***** DATA *****

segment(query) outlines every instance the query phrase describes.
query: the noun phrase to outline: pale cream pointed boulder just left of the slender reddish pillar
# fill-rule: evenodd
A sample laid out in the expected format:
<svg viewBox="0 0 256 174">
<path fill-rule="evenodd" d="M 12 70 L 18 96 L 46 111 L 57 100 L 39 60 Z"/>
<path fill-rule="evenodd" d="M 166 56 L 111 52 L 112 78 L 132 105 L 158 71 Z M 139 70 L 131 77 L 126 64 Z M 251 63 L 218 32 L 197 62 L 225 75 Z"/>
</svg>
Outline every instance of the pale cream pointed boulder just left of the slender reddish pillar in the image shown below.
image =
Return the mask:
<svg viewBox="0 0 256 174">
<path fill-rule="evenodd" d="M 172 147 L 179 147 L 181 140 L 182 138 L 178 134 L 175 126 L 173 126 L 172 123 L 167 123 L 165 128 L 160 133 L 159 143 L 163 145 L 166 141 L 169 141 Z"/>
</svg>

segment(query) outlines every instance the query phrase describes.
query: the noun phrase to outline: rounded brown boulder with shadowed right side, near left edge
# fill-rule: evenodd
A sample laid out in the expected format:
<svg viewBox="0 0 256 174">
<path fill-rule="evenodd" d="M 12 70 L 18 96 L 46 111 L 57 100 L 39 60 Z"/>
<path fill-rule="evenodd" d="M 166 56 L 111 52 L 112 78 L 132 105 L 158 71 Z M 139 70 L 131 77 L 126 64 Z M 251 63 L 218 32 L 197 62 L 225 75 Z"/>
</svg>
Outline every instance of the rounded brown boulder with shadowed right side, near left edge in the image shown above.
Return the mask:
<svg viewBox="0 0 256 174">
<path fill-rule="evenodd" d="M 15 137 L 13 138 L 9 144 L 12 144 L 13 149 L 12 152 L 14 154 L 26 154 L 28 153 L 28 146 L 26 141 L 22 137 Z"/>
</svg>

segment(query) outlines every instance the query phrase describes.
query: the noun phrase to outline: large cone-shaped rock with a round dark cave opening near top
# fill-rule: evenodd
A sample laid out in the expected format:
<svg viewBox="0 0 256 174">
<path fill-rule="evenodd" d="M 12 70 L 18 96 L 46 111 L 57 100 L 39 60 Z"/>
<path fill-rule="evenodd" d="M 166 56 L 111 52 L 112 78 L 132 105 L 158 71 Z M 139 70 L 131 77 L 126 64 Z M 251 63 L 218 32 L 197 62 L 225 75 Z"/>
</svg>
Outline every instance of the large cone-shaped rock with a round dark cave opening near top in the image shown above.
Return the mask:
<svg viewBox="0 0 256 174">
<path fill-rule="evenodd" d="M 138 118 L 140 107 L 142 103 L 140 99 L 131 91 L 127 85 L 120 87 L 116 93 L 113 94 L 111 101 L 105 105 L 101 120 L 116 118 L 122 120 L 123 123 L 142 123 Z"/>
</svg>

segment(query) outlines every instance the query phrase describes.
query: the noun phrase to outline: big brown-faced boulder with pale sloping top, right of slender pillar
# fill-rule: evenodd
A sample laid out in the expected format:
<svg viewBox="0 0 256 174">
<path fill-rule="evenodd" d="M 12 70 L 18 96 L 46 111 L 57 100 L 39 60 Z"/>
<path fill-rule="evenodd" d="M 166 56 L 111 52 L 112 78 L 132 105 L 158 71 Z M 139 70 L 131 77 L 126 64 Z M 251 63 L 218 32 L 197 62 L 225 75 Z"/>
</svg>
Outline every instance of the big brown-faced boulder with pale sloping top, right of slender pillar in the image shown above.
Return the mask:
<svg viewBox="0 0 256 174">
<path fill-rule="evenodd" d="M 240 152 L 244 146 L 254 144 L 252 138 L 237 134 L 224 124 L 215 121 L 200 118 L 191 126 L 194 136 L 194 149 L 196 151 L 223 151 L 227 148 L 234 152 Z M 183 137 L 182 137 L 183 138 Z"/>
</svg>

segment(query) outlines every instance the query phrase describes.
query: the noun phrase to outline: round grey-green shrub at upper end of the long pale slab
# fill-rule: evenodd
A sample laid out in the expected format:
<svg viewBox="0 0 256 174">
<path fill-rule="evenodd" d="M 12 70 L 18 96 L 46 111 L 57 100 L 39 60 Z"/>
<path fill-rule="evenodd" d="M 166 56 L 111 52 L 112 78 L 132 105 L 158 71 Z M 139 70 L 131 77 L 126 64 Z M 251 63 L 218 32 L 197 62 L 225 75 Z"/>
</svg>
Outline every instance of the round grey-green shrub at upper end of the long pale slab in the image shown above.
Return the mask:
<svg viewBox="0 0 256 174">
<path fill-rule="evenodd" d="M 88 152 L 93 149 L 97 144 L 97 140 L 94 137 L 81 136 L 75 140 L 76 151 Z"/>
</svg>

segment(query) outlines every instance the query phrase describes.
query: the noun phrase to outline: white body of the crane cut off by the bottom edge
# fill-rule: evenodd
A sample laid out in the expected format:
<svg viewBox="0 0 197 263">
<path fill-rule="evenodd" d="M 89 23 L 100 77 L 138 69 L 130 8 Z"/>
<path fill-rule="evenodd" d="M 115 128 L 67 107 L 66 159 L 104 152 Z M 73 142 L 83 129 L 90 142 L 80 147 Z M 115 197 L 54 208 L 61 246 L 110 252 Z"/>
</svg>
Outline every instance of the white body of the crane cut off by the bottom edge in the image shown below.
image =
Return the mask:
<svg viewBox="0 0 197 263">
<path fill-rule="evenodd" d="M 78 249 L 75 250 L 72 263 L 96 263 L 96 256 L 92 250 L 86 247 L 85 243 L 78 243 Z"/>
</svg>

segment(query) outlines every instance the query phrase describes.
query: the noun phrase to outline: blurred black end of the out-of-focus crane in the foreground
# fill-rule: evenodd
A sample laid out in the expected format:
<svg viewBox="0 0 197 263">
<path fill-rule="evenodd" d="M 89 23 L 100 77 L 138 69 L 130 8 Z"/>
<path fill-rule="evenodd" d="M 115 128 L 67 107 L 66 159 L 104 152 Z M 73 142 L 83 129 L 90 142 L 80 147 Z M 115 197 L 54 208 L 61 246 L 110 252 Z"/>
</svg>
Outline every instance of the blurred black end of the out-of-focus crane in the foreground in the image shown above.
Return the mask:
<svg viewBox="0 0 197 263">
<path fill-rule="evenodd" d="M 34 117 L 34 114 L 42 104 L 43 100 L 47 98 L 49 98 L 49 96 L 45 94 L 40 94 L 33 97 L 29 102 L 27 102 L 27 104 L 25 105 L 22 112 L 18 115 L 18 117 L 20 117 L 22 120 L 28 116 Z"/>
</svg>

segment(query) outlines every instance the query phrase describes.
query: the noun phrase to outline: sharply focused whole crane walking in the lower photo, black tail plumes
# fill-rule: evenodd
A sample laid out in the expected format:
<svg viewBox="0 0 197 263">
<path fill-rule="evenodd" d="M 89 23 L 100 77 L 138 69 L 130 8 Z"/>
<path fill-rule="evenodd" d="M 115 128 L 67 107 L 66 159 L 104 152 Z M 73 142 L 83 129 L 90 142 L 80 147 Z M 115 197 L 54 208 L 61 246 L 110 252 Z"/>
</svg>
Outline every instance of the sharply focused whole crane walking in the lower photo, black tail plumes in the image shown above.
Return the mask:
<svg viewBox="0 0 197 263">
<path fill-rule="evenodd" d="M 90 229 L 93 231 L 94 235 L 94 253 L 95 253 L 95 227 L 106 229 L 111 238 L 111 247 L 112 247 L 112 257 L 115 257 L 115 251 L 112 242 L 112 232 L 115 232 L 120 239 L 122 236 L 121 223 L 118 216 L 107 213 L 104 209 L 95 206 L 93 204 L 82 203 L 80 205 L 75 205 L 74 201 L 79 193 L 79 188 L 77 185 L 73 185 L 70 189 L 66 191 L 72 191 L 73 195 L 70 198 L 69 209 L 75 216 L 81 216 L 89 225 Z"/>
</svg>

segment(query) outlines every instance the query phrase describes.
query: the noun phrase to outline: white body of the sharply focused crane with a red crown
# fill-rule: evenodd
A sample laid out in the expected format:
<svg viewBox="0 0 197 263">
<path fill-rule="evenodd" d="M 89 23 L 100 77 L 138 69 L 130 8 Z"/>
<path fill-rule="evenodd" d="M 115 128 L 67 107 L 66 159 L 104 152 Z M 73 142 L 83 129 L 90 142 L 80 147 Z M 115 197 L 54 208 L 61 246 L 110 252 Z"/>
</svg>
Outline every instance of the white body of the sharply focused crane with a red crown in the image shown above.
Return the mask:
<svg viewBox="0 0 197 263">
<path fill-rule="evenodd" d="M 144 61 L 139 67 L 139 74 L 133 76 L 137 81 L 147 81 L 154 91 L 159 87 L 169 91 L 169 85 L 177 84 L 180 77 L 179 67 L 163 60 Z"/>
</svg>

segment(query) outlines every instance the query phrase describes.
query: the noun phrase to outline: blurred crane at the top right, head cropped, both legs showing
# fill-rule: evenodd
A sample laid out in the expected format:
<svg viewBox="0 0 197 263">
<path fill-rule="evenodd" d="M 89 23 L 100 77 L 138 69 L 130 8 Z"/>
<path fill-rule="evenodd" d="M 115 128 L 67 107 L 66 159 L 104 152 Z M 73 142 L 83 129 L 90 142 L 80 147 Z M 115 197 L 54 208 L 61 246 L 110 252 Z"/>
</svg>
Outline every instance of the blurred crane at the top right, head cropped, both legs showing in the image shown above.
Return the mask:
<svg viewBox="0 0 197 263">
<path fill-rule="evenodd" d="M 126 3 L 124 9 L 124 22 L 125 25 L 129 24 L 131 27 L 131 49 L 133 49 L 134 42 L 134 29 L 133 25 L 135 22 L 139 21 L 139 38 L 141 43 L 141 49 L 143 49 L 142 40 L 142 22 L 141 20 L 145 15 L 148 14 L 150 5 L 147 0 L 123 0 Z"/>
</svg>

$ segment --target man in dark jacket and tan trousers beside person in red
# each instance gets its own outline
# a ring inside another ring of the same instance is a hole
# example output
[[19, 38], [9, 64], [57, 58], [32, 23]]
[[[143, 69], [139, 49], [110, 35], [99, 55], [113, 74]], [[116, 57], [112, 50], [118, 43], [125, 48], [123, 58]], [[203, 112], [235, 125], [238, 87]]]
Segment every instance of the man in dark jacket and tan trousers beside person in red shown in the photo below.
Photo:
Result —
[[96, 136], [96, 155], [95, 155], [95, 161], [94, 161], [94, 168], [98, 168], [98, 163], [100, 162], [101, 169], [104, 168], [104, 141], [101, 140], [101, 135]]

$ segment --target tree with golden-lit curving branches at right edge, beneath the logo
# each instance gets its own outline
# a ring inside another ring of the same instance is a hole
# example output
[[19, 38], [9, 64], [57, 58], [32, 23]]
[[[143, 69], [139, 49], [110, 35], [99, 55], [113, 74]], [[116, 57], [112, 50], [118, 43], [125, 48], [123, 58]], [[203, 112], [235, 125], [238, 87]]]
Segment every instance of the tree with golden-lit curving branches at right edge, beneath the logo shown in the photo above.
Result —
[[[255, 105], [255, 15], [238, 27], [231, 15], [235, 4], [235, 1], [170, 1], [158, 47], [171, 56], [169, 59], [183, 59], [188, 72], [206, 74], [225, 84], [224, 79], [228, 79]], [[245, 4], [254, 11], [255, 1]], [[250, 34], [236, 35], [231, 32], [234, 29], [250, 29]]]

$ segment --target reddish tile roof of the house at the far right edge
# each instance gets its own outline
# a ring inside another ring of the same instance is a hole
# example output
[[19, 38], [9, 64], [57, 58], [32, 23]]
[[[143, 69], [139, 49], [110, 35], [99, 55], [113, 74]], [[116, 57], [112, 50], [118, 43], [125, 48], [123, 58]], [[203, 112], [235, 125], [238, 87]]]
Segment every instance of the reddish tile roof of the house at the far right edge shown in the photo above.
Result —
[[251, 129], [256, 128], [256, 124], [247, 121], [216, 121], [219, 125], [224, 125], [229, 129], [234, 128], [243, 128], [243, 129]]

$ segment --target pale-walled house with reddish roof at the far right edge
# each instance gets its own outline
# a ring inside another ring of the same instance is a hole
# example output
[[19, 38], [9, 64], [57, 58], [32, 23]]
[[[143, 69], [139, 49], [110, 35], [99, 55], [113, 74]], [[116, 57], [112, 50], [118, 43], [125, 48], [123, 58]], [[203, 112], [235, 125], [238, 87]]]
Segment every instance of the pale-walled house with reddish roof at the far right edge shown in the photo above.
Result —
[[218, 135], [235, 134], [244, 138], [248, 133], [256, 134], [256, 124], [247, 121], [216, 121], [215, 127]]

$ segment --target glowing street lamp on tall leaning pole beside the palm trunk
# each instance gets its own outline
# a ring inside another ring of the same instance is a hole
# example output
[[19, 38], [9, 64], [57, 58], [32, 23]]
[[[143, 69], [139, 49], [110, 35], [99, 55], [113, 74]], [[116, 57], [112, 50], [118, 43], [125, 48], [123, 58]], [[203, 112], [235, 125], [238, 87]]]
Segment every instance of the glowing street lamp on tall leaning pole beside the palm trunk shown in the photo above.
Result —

*****

▶ _WORK ITEM_
Go through the data and copy every line that includes "shadowed".

▶ _TASK ANSWER_
query: the noun phrase to outline: rounded brown boulder with shadowed right side, near left edge
Outline every instance of the rounded brown boulder with shadowed right side, near left edge in the image shown above.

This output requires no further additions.